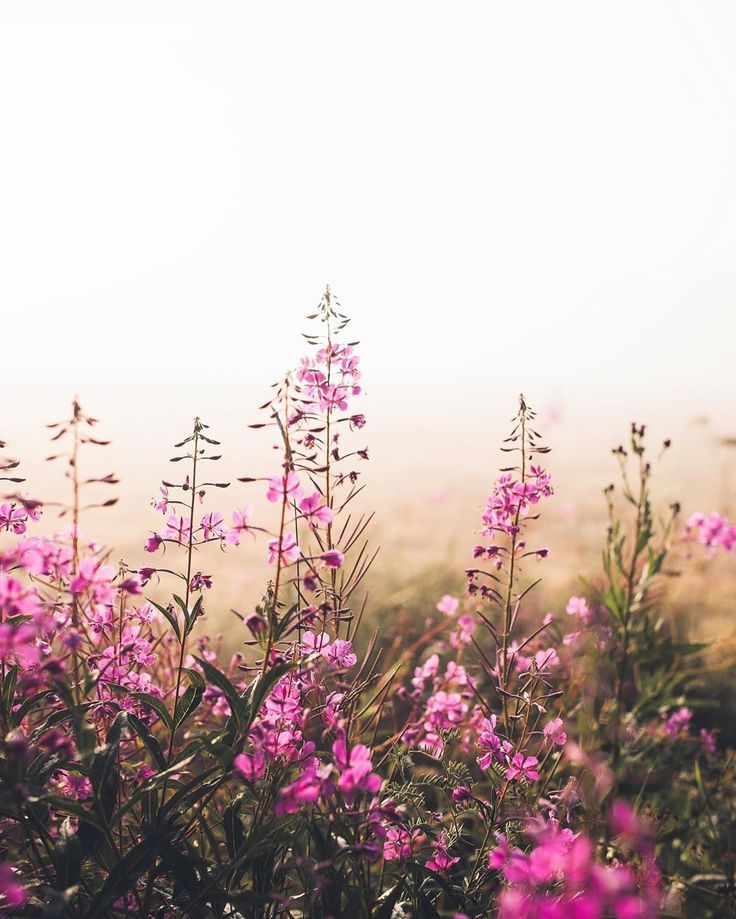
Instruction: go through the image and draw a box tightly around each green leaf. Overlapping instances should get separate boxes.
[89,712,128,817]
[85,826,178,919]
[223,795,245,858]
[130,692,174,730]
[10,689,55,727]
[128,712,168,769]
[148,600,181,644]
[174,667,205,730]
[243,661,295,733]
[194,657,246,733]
..............................
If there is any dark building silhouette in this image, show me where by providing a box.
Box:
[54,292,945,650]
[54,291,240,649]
..............................
**What you need to do**: Keep only the lines of the records above that contain the word "image", and drop all the rest.

**Task answer**:
Instruction: go through the image and draw a box tightly around each green leaf. Overlapping instances should get separate boxes.
If there is any dark building silhouette in this image, show me where by providing a box.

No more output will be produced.